▶ [TEXTAUSZUG]
◇ ◇ ◇
Mit Paul Wanner (von Bayern diese Saison an Heidenheim verliehen) könnte schon bald das nächste Campus-Juwel zum DFB-Team stoßen. Der 18-Jährige wird von Nagelsmann sehr geschätzt, Wanner tendiert zu Deutschland, wenngleich er auch für Österreich spielen könnte. Ein Thema für die kommenden Monate.

Auch Holland-Star Zirkzee wurde beim FC Bayern ausgebildet

Die Frage, die sich jetzt aufdrängt, lautet: Erhalten Stiller und Pavlovic gegen die Niederländer mehr Einsatzzeit? Möglich. Was bereits feststeht: Sie werden Joshua Zirkzee begegnen, dem niederländischen Mittelstürmer, der eine ähnlich steile Karriere hingelegt hat wie das Duo.

Zirkzee wechselte im Sommer für mehr als 40 Millionen Euro zu Manchester United. Ausgebildet wurde er wie Stiller, Pavlovic, Musiala und Wanner - na klar - am Bayern-Campus.

Die 70 Millionen Euro, die der Klub einst in sein Nachwuchszentrum investierte, haben sich mittlerweile schon ausgezahlt. Und ein Ende der Talente-Flut ist nicht in Sicht.
◇ ◇ ◇
▶ [AUFGABENSTELLUNG]
Zu welchem Verein wechselte Joshua Zirkzee laut dem Textauszug über den Bayern-Campus im Sommer, und für welche Summe?
◇ ◇ ◇
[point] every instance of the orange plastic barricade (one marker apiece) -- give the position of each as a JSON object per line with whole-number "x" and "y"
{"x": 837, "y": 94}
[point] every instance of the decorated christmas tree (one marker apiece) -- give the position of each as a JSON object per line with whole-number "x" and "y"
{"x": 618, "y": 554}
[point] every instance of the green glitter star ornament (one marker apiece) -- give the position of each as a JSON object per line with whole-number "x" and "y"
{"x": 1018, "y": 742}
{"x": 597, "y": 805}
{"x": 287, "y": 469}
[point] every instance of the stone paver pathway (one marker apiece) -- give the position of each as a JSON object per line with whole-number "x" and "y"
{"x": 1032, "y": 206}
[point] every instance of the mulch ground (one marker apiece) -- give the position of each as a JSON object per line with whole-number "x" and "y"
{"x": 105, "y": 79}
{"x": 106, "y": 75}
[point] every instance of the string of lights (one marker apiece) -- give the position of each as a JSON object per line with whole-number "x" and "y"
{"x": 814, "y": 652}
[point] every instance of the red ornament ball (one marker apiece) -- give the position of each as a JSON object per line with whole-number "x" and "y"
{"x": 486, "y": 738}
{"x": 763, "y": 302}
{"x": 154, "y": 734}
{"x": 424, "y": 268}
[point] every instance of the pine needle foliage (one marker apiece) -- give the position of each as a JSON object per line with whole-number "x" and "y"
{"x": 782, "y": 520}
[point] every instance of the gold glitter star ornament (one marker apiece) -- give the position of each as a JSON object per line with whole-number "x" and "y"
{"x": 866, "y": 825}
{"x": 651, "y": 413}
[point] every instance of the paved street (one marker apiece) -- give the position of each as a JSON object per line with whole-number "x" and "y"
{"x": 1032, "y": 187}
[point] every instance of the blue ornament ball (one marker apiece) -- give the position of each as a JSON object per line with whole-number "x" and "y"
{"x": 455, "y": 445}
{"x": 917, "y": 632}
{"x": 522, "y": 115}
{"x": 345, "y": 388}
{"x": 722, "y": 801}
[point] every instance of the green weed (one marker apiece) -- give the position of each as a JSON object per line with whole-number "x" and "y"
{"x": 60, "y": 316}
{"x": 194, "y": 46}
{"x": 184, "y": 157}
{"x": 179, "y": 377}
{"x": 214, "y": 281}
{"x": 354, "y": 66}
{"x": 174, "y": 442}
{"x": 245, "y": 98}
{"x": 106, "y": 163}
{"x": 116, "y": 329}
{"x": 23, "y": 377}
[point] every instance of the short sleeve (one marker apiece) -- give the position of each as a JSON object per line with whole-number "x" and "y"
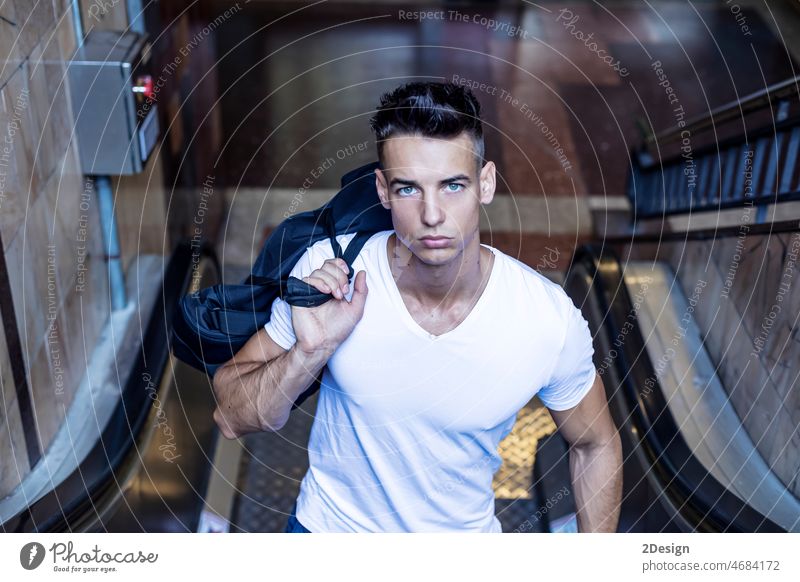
{"x": 574, "y": 372}
{"x": 279, "y": 327}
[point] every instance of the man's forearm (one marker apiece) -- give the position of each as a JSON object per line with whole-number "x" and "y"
{"x": 258, "y": 396}
{"x": 596, "y": 471}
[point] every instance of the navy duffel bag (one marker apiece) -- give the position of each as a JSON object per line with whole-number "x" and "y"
{"x": 212, "y": 324}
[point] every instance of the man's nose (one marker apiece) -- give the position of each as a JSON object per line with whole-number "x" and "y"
{"x": 432, "y": 212}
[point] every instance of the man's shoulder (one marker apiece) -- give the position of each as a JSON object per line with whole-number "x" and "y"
{"x": 530, "y": 282}
{"x": 321, "y": 251}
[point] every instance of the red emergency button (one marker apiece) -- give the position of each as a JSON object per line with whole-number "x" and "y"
{"x": 144, "y": 86}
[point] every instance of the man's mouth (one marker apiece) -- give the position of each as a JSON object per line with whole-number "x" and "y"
{"x": 435, "y": 242}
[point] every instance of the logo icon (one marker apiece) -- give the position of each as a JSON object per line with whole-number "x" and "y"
{"x": 31, "y": 555}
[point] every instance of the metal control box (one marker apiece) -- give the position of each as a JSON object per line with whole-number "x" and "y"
{"x": 116, "y": 117}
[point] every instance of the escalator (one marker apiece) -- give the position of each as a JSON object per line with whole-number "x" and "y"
{"x": 150, "y": 468}
{"x": 671, "y": 481}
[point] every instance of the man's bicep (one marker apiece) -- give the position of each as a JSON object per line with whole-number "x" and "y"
{"x": 589, "y": 421}
{"x": 259, "y": 348}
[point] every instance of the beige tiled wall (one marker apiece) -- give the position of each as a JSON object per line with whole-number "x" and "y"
{"x": 764, "y": 386}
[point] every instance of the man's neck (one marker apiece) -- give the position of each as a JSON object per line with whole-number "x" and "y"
{"x": 440, "y": 285}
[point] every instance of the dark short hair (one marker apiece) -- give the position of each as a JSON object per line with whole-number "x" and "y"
{"x": 429, "y": 109}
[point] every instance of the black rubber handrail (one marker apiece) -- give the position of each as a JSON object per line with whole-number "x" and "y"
{"x": 703, "y": 501}
{"x": 732, "y": 110}
{"x": 102, "y": 470}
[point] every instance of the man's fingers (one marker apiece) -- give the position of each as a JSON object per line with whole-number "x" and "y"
{"x": 322, "y": 282}
{"x": 337, "y": 273}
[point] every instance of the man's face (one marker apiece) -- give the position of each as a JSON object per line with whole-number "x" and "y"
{"x": 434, "y": 191}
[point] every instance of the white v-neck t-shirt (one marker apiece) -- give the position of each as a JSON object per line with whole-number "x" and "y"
{"x": 408, "y": 424}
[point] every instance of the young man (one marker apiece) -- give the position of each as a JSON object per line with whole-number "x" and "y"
{"x": 430, "y": 353}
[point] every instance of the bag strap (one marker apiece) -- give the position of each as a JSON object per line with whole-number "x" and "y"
{"x": 301, "y": 294}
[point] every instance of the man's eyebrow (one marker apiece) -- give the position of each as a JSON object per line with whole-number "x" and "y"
{"x": 451, "y": 179}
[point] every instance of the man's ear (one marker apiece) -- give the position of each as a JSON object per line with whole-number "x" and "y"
{"x": 383, "y": 188}
{"x": 488, "y": 182}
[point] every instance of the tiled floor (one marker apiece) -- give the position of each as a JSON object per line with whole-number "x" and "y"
{"x": 274, "y": 464}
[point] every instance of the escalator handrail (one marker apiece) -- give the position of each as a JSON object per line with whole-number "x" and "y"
{"x": 680, "y": 472}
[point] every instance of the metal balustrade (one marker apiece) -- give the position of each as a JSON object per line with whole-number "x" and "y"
{"x": 755, "y": 168}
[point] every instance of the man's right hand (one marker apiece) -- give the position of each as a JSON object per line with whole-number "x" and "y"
{"x": 325, "y": 327}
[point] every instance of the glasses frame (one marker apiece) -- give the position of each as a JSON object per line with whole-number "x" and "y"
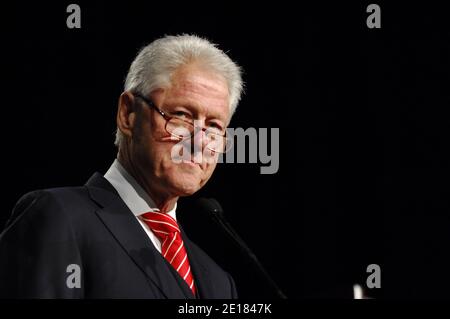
{"x": 167, "y": 117}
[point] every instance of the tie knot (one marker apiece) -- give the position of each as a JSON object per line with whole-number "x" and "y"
{"x": 161, "y": 224}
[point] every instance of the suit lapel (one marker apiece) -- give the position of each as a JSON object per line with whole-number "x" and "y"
{"x": 202, "y": 277}
{"x": 128, "y": 232}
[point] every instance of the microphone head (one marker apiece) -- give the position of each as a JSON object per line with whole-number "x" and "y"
{"x": 210, "y": 206}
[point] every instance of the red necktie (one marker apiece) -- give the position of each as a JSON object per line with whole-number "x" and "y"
{"x": 172, "y": 247}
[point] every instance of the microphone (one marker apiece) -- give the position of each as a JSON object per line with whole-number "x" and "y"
{"x": 215, "y": 211}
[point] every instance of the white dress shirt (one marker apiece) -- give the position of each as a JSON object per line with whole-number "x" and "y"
{"x": 134, "y": 196}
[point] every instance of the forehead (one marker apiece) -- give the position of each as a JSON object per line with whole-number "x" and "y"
{"x": 200, "y": 89}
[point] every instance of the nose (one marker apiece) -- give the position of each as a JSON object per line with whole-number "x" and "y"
{"x": 199, "y": 139}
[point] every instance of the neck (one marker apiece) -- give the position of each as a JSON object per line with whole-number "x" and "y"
{"x": 165, "y": 202}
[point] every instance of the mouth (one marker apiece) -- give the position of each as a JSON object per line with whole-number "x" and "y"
{"x": 191, "y": 163}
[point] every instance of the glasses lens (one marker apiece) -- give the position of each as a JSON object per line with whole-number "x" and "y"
{"x": 179, "y": 129}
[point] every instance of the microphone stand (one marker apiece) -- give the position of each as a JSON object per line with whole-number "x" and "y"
{"x": 216, "y": 211}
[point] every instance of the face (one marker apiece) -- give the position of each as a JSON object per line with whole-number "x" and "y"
{"x": 195, "y": 94}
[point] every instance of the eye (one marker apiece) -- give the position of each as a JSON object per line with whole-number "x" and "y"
{"x": 181, "y": 114}
{"x": 216, "y": 126}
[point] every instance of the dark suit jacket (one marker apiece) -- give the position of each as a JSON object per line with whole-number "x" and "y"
{"x": 91, "y": 226}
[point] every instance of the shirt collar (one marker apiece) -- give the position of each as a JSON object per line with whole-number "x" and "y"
{"x": 134, "y": 196}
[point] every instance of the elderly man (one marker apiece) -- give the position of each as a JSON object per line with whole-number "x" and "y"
{"x": 118, "y": 236}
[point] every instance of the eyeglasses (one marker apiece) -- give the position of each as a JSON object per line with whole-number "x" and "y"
{"x": 181, "y": 129}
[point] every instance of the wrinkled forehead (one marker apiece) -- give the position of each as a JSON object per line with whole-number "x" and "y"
{"x": 199, "y": 88}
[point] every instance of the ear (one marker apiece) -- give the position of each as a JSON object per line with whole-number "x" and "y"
{"x": 126, "y": 113}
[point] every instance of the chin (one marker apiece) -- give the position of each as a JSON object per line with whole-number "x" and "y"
{"x": 185, "y": 184}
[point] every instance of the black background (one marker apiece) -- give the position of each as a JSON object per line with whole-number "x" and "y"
{"x": 364, "y": 134}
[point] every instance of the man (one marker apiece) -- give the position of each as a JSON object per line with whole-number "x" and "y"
{"x": 117, "y": 236}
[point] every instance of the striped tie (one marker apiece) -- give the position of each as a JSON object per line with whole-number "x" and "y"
{"x": 172, "y": 248}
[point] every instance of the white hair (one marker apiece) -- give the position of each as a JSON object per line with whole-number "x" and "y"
{"x": 155, "y": 63}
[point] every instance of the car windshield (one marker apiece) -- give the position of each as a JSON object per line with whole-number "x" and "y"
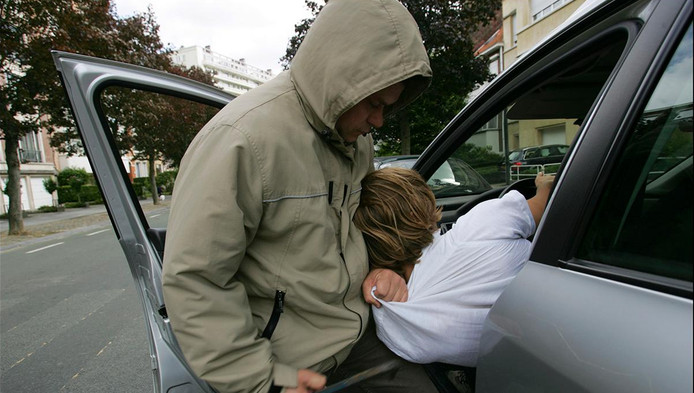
◇ ◇ ◇
▶ [VOLLSTÄNDIGE ANTWORT]
Er wechselte für mehr als 40 Millionen Euro zu Manchester United.